_Point-based annotation data_
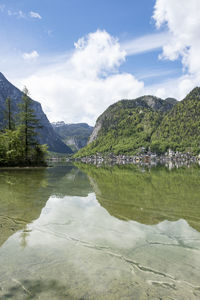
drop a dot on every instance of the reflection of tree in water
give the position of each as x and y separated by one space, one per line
148 196
34 289
24 192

_DESCRIPTION OF THE TASK_
Reproduce every record above verbatim, omitting the pictures.

_THE COMPLETED TASK_
drop a dot on every instance of the reflection of tree in water
give the position of each as x and y separated by one space, one per line
148 196
34 289
24 192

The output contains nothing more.